What you will do |
Could you give the data below again, exactly and completely?

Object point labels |
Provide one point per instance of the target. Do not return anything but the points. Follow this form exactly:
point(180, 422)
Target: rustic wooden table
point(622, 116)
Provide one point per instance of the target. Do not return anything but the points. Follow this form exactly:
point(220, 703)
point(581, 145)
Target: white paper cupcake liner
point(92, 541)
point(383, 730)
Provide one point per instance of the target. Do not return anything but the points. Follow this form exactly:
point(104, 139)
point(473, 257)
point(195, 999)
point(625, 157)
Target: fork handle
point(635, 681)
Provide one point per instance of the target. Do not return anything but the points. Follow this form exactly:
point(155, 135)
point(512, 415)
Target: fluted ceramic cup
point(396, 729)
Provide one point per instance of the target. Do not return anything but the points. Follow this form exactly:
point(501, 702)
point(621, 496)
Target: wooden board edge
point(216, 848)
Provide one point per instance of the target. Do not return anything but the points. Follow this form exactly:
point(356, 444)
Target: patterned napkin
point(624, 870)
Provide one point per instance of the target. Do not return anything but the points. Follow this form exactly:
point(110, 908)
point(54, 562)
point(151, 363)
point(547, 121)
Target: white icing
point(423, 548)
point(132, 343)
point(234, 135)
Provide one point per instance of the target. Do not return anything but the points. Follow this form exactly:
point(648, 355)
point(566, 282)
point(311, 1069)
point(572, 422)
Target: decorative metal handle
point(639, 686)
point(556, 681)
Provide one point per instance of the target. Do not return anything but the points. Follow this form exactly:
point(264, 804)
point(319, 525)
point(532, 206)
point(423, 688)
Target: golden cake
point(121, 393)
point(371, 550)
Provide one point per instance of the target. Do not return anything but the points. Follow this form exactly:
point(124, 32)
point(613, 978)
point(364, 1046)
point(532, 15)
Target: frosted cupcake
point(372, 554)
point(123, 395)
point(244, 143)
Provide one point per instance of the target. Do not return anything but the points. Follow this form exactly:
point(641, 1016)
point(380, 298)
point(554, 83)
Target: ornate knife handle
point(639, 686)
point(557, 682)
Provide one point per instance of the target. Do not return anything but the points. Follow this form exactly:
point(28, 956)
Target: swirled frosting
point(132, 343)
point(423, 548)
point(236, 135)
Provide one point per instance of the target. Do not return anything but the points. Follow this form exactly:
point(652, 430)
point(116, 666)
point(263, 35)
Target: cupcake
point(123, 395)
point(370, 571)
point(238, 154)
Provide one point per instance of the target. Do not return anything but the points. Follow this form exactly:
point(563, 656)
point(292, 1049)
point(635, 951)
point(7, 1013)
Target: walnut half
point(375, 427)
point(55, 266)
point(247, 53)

Reply to the task |
Provide one point per instance of the target. Do not return anything but the points. Follow this form exactly:
point(180, 422)
Target: rustic wooden table
point(622, 116)
Provide one point per instance of the target. Do not return anything but the points. Follow this form exactly:
point(220, 703)
point(581, 145)
Target: white paper cupcake liner
point(92, 541)
point(383, 730)
Provide one point per instance of the target. Do not return anything but the points. Follow this form exactly:
point(104, 139)
point(473, 257)
point(195, 999)
point(625, 157)
Target: fork handle
point(635, 681)
Provide one point per instance of the target. Do not return anything but the points. Follow this form exactly:
point(155, 135)
point(512, 415)
Target: fluted ceramic cup
point(396, 729)
Provide one point per instance of the target. Do not return anything but the points. Follow this form exactly:
point(501, 702)
point(621, 496)
Target: wooden board edge
point(216, 848)
Provide one point per instance of the target. Do not return anything but the points. Follow this form exactly:
point(356, 444)
Target: patterned napkin
point(624, 870)
Provide one point per instance of the target. Do not return anything but the points. Follow this form exactly:
point(110, 908)
point(54, 562)
point(151, 363)
point(547, 121)
Target: white icing
point(423, 548)
point(132, 343)
point(234, 135)
Provide one point per instance of the target. Do not return anything but the points. Follow this form exactly:
point(648, 355)
point(566, 282)
point(311, 1069)
point(572, 422)
Target: decorative metal handle
point(639, 686)
point(556, 681)
Provide one point per instance of the target. Do not return anything but the points. Follow this form exactly:
point(264, 804)
point(319, 525)
point(532, 206)
point(423, 688)
Target: golden cake
point(121, 393)
point(371, 550)
Provide one point per instance of the target. Do not return anything but the points. Follow this form exactly:
point(124, 32)
point(613, 978)
point(364, 1046)
point(532, 15)
Target: frosted cupcake
point(372, 554)
point(123, 395)
point(244, 143)
Provide one point per instance of the target. Do not return anything but the points. Follow this form exactly:
point(641, 1016)
point(380, 298)
point(554, 83)
Target: ornate knife handle
point(639, 686)
point(557, 682)
Provide one point per instance of the target. Do not return anything but the points. Follow this form exactly:
point(28, 956)
Target: swirled frosting
point(132, 343)
point(423, 548)
point(236, 135)
Provide one point per instance of the target. Do not return anything but the points. Follow this form exactly:
point(652, 430)
point(116, 666)
point(263, 35)
Target: cupcake
point(123, 395)
point(370, 571)
point(238, 154)
Provide one point per instance of the target. Do not return anything but the points. Follow this form exactly:
point(563, 656)
point(292, 1049)
point(635, 951)
point(7, 1013)
Target: walnut half
point(375, 427)
point(55, 266)
point(247, 53)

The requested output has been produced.